Wie praktisch wäre es, wenn Versicherer Personen einfach auf Facebook, Twitter, Instagram oder anderen Social-Media-Plattformen hinzufügen könnten und so deren Verhalten nachverfolgen könnten? Dies würde den Versicherern ein mächtiges Mittel an die Hand geben im Kampf gegen Versicherungsbetrüger. Versicherer könnten so beispielsweise bestimmen, wo ein Anspruchsteller sich zum Zeitpunkt eines (vermeintlichen) Verkehrsunfalls aufgehalten hat. Die Forderung könnte von einem sogenannten Urlaubsort aus eingereicht worden sein, was sich aber nicht deckt mit den Angaben in einem aktuellen Facebook-Status, der zeigt, dass der Anspruchsteller stattdessen ein lokales Festival besucht hat.
Social Media ändern die Spielregeln
Das Internet-of-Things (IoT) ändert das Verhalten der Menschen. Auch Unternehmen passen ihr Verhalten dem IoT an. Manches wird hierdurch leichter aber gleichzeitig auch komplizierter. Es ist nicht schwer, die Vorteile zu erkennen, die sich den Versicherungsunternehmen durch die Option bieten würden, Social Media für zusätzliche persönliche Informationen im Rahmen einer Forderung zu nutzen. Mögliche Verbindungen zwischen den in einem Schadensfall involvierten Individuen könnten schnell gefunden werden. Social Media können auch Erkenntnisse zu den Vorfällen bereitstellen, auf die sich eine Forderung bezieht, da unterschiedliche Personen über denselben Vorfall berichten können. Hierdurch kann man sich ein genaueres Bild von den tatsächlichen Ereignissen machen. Hinzu kommt, dass der Versicherer sich wertvolle Zeit und finanzielle Ressourcen sparen kann, da so weniger Besuche am Ort des Vorfalls notwendig sind und weniger Zeit für Nachforschungen aufgewendet werden muss.
Das Aufkommen neuer Technologien wie beispielsweise das von Dashcams oder GoPros aufgenommene Bildmaterial von sportlichen Aktivitäten und Urlauben macht es möglich, online zu sehen, was zum Zeitpunkt eines Unfalls passiert ist. Das gilt nicht nur für die involvierten Personen, sondern auch für Personen, die zum Zeitpunkt des Unfalls vor Ort anwesend waren. Zeugen können eventuell anhand eines Videos identifiziert werden oder selbst Inhalte zum Thema ins Netz stellen. So könnte sich herausstellen, dass Anspruchsteller sich gar nicht am von ihnen selbst angegeben Ort befunden haben oder dass der gemeldete Schaden nicht so groß war wie ursprünglich angegeben.

> [Auszüge aus Datensätzen]:
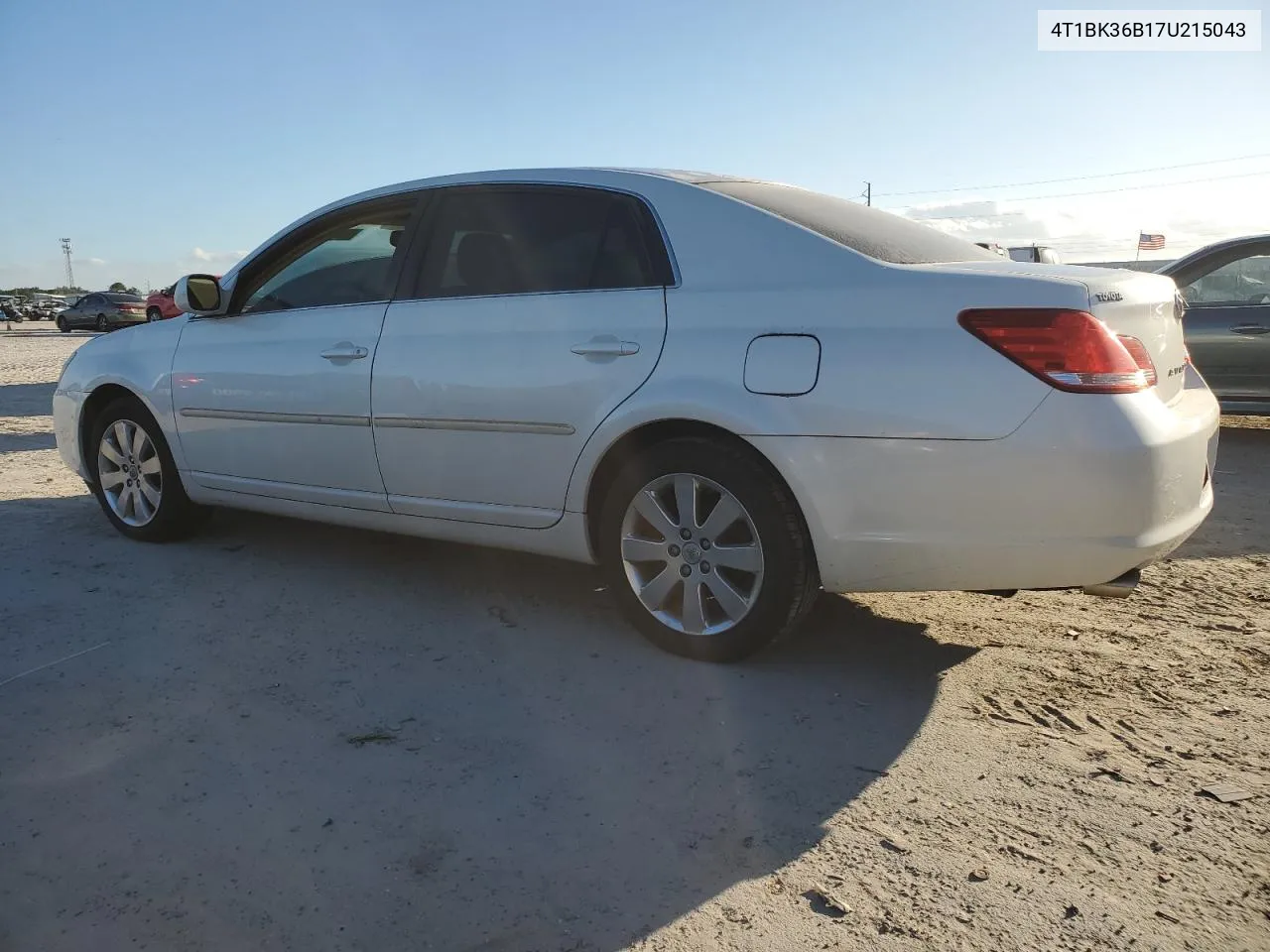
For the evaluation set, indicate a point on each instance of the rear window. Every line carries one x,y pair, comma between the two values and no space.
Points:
870,231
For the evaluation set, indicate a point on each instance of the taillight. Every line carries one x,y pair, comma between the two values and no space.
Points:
1141,357
1071,350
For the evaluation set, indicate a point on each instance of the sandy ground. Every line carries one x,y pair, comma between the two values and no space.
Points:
290,737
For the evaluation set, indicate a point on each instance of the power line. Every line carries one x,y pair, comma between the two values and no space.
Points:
1074,178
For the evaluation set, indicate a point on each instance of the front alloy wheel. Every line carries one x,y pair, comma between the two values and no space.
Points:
130,472
135,477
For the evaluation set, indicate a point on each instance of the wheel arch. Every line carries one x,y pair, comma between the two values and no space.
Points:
651,433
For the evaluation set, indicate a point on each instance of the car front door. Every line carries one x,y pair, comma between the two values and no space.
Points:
275,398
1228,322
535,312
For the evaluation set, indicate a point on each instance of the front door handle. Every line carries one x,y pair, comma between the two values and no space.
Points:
344,350
606,345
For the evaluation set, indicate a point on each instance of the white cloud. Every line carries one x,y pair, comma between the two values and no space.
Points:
217,257
1103,227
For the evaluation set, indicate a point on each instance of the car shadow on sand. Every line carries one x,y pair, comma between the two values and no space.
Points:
1237,526
320,738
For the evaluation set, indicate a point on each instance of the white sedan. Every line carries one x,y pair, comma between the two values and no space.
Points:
726,393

> [Arbeitsanweisungen]:
**1.** Welche Geräte nennt der Text über Versicherer und Social Media als Beispiele für neue Technologien, deren Bildmaterial online zu sehen ist?
**2.** Gib einen Abschnitt aus dem Text über Versicherer und Social Media wörtlich wieder: Fang bei den Worten „Das Aufkommen neuer“ an und hör nach den Worten „wie ursprünglich angegeben.“ auf.
**3.** Führe den Text über Versicherer und Social Media nach seinem letzten Satz weiter.
Die Einträge braucht man zum Bearbeiten nicht.

> [Antworten je Aufgabe]:
**1.** Dashcams und GoPros.

**2.**
Das Aufkommen neuer Technologien wie beispielsweise das von Dashcams oder GoPros aufgenommene Bildmaterial von sportlichen Aktivitäten und Urlauben macht es möglich, online zu sehen, was zum Zeitpunkt eines Unfalls passiert ist. Das gilt nicht nur für die involvierten Personen, sondern auch für Personen, die zum Zeitpunkt des Unfalls vor Ort anwesend waren. Zeugen können eventuell anhand eines Videos identifiziert werden oder selbst Inhalte zum Thema ins Netz stellen. So könnte sich herausstellen, dass Anspruchsteller sich gar nicht am von ihnen selbst angegeben Ort befunden haben oder dass der gemeldete Schaden nicht so groß war wie ursprünglich angegeben.

**3.**
Gründliche Abwägung
Für Abteilungen, die mit der Prüfung von Forderungen betraut sind, klingen diese Entwicklungen vielleicht wie der Anfang einer Reise in die perfekte Welt. Ganz so einfach ist es allerdings nicht. Entscheidend ist, dass die Informationen auf korrekte Art und Weise genutzt werden müssen. Nicht alle Daten sind öffentlich zugänglich oder können vor Gericht als belastbare Indizien verwendet werden. Es besteht ein Unterschied zwischen der Suchanfrage bezüglich einer Person auf Google und Nachforschungen zu einer Person. Versicherer müssen vorsichtig sein bei der Interpretation der von ihnen gefundenen Daten. Handelt es sich wirklich um das Facebook-Profil der Person, um die es geht? Ist das Nutzerkonto in Händen vertrauenswürdiger Personen? Sind die gesammelten Informationen öffentlich und können sie sich im Rahmen einer Untersuchung als nützlich erweisen?
Social Media erweitern das Möglichkeitenspektrum bei einer Untersuchung. Prüfer können in einem größeren Umfang und spezifischer nach Informationen suchen. Dessen ungeachtet müssen Versicherer berücksichtigen, dass die Regeln und Bestimmungen in jedem Land unterschiedlich sind. Die meisten Länder haben Richtlinien für die Nutzung von Social Media im Rahmen von Untersuchungen aufgestellt. Wenn Versicherer sich an diese Richtlinien halten, sind Social Media ein starkes Hilfsmittel bei Untersuchungen zu (möglichen) Betrugsfällen. Andererseits gilt auch, dass Versicherer, die sich nicht an die Regeln halten, keinen Deut besser sind als ein Betrüger.